-- start Stored data --
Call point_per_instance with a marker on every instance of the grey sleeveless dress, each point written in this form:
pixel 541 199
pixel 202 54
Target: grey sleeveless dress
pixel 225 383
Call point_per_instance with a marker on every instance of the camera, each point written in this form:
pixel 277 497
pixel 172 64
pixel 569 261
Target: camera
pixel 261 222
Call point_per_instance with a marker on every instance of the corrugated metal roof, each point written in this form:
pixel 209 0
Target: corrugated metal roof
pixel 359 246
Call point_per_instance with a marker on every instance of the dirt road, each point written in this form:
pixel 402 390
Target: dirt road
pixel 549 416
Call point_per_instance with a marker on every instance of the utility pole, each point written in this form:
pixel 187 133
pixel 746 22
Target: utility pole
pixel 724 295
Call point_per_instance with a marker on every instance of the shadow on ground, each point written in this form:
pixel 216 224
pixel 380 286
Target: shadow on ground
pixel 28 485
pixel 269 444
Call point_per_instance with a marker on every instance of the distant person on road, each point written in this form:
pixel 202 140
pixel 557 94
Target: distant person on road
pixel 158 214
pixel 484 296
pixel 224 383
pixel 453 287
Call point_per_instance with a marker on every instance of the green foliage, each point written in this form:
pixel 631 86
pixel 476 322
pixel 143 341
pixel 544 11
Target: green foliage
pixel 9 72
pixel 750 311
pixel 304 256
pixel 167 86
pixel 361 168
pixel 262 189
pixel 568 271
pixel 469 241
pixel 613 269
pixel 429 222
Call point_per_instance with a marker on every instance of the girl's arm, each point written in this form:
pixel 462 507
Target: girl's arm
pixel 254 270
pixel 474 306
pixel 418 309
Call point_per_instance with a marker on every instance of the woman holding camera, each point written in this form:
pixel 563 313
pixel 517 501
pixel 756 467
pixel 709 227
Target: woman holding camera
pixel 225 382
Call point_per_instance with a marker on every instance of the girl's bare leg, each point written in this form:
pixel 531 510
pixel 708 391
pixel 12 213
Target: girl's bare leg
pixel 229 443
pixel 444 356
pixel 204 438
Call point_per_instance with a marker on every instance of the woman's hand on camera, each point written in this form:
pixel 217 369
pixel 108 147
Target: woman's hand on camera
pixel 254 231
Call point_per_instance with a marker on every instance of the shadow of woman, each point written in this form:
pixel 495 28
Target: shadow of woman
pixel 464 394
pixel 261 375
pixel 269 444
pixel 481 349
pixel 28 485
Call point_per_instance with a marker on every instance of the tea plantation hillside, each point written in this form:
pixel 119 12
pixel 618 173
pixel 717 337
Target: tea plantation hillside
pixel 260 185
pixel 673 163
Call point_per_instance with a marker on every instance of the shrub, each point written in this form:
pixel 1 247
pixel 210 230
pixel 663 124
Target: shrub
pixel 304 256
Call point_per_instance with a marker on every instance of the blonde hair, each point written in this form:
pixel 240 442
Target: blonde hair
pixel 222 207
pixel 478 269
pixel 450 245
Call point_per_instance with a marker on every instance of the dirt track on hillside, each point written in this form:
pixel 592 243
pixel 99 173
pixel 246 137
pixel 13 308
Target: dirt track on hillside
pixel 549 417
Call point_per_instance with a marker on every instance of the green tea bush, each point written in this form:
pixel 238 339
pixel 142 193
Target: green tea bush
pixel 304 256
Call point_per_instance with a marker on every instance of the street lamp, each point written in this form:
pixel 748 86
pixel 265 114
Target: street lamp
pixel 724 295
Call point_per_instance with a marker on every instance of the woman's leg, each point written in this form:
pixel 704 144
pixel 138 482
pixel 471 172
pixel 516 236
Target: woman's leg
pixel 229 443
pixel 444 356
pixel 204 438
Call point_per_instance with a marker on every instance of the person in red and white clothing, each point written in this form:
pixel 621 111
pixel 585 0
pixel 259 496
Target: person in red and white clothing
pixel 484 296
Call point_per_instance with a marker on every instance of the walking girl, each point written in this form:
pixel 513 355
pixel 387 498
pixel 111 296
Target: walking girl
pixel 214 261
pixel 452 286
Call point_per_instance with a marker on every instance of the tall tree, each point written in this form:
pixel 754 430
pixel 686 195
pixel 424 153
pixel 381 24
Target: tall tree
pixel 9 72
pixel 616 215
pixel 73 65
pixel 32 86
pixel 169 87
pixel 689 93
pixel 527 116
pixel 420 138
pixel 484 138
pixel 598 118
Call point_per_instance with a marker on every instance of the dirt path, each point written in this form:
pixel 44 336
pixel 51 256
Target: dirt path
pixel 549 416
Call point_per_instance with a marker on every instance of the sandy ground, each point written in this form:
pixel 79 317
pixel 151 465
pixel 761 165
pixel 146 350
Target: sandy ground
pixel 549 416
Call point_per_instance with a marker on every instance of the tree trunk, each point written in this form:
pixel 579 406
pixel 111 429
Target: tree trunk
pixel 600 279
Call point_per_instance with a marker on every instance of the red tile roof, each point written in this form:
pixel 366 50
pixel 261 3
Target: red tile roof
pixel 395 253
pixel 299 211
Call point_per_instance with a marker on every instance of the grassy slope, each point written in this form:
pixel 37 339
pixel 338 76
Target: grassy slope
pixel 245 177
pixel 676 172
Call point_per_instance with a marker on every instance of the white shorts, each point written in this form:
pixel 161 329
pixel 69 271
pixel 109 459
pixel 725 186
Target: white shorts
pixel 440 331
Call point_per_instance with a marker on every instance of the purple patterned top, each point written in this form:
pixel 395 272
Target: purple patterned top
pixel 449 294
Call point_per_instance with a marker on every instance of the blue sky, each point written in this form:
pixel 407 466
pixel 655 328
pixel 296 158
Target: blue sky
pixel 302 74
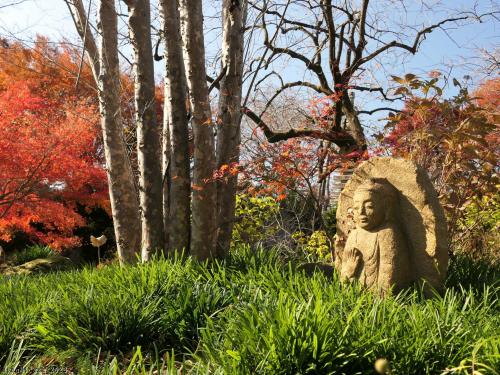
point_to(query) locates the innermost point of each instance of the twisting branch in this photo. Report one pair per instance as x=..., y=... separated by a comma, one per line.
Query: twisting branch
x=341, y=139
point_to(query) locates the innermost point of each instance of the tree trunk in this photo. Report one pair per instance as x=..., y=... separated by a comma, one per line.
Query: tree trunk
x=83, y=28
x=204, y=189
x=148, y=131
x=176, y=111
x=165, y=158
x=123, y=197
x=229, y=117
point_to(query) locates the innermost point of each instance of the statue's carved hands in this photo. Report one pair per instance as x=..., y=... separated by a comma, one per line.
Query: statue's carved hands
x=350, y=263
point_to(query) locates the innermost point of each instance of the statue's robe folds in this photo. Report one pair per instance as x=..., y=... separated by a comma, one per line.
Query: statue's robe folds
x=384, y=261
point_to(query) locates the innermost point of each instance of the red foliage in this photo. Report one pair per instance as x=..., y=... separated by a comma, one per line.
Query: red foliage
x=50, y=156
x=456, y=140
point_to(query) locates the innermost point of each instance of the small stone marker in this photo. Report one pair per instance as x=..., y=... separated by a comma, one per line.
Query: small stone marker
x=391, y=229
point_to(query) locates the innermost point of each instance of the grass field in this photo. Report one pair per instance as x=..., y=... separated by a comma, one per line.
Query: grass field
x=252, y=314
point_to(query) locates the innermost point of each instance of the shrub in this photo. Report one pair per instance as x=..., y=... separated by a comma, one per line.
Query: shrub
x=253, y=219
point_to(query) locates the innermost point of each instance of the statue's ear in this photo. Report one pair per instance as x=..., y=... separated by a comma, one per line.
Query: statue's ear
x=389, y=212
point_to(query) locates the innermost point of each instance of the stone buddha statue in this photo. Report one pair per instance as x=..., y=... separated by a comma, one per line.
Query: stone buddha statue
x=376, y=251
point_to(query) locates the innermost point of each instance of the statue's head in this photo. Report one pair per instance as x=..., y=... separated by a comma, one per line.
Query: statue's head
x=373, y=203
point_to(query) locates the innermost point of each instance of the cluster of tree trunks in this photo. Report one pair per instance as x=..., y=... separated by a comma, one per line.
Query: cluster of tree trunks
x=172, y=206
x=176, y=203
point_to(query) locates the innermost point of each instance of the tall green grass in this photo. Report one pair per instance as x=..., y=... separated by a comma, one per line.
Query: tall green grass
x=31, y=253
x=251, y=314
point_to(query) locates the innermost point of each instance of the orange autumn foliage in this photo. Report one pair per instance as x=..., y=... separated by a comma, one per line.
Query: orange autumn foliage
x=50, y=153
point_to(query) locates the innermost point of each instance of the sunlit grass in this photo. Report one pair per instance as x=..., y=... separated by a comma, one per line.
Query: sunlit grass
x=252, y=314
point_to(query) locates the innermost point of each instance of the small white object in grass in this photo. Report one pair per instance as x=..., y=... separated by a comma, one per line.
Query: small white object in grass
x=98, y=241
x=382, y=366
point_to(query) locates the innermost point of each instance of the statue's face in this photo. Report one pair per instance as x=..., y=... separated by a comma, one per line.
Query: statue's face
x=368, y=209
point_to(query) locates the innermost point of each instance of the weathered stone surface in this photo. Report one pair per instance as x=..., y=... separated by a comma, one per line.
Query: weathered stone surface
x=391, y=229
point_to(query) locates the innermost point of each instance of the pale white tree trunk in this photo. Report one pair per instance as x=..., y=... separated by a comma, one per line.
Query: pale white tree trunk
x=83, y=28
x=123, y=196
x=229, y=117
x=177, y=119
x=148, y=131
x=204, y=189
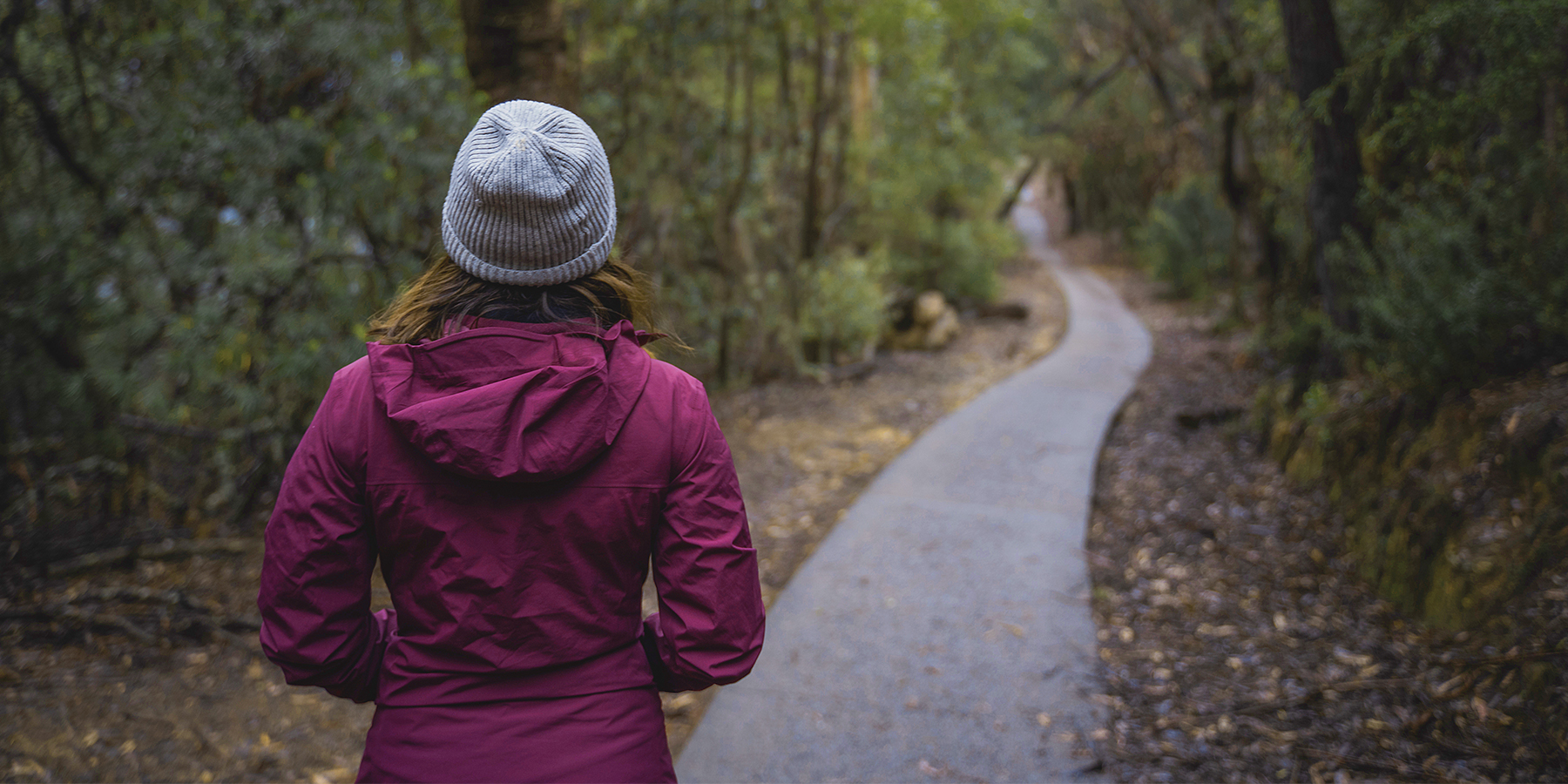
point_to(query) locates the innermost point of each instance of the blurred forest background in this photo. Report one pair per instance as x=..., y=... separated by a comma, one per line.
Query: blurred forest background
x=204, y=199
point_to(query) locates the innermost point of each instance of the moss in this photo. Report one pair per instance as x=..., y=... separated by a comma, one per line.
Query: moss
x=1452, y=509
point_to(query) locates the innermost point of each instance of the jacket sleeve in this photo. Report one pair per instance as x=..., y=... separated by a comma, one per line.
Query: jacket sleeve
x=321, y=551
x=709, y=623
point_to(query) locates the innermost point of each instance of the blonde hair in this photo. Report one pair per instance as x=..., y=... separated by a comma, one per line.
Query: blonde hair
x=444, y=295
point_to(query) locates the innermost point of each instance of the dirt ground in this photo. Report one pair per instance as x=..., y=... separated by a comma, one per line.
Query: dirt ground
x=1239, y=645
x=151, y=672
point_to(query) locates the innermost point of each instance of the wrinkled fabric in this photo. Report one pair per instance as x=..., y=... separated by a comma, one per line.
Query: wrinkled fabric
x=617, y=736
x=515, y=483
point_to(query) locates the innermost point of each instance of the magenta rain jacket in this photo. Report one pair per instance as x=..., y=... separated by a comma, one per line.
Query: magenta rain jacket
x=517, y=482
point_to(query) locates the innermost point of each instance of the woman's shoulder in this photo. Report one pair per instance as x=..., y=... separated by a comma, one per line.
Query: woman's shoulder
x=679, y=386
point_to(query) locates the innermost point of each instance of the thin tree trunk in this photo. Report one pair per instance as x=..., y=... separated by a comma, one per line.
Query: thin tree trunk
x=1316, y=57
x=819, y=121
x=517, y=49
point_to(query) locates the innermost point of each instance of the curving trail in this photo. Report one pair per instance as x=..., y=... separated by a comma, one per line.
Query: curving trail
-- end Stored data --
Retype the listing exactly, starting with its first line and ending after the line that contains "pixel 225 382".

→ Response for this exercise:
Call point_per_instance with a marker on every instance of the grey sleeveless dress, each point written in this form:
pixel 541 199
pixel 202 54
Target: grey sleeveless dress
pixel 225 383
Call point_per_instance with a marker on every instance of the camera, each point written in this form:
pixel 277 497
pixel 172 64
pixel 569 261
Target: camera
pixel 261 222
Call point_per_instance with a marker on every instance of the corrugated metal roof, each point written in this form:
pixel 209 0
Target: corrugated metal roof
pixel 359 246
Call point_per_instance with a marker on every instance of the dirt road, each point written in this form:
pixel 402 390
Target: dirt road
pixel 549 416
Call point_per_instance with a marker on every instance of the utility pole, each point written in this form:
pixel 187 133
pixel 746 22
Target: utility pole
pixel 724 295
Call point_per_instance with a marker on every instance of the shadow on ground, each point written in this form:
pixel 216 224
pixel 380 286
Target: shadow on ground
pixel 28 485
pixel 269 444
Call point_per_instance with a marker on every instance of the distant person on road, each point written in this form:
pixel 202 140
pixel 557 94
Target: distant person on road
pixel 158 214
pixel 484 296
pixel 224 383
pixel 453 287
Call point_per_instance with a marker on every instance of the green foliage, each point written in this form:
pixel 631 86
pixel 476 322
pixel 143 341
pixel 544 11
Target: green foliage
pixel 9 72
pixel 750 311
pixel 304 256
pixel 167 86
pixel 361 168
pixel 262 189
pixel 568 271
pixel 469 241
pixel 613 269
pixel 429 222
Call point_per_instance with a marker on every instance of the girl's arm, each point written in this form:
pixel 462 507
Target: girl's arm
pixel 254 270
pixel 474 306
pixel 418 309
Call point_per_instance with a marker on every instance of the woman holding camera, each point written in this form:
pixel 563 313
pixel 517 501
pixel 756 467
pixel 709 227
Target: woman holding camera
pixel 225 382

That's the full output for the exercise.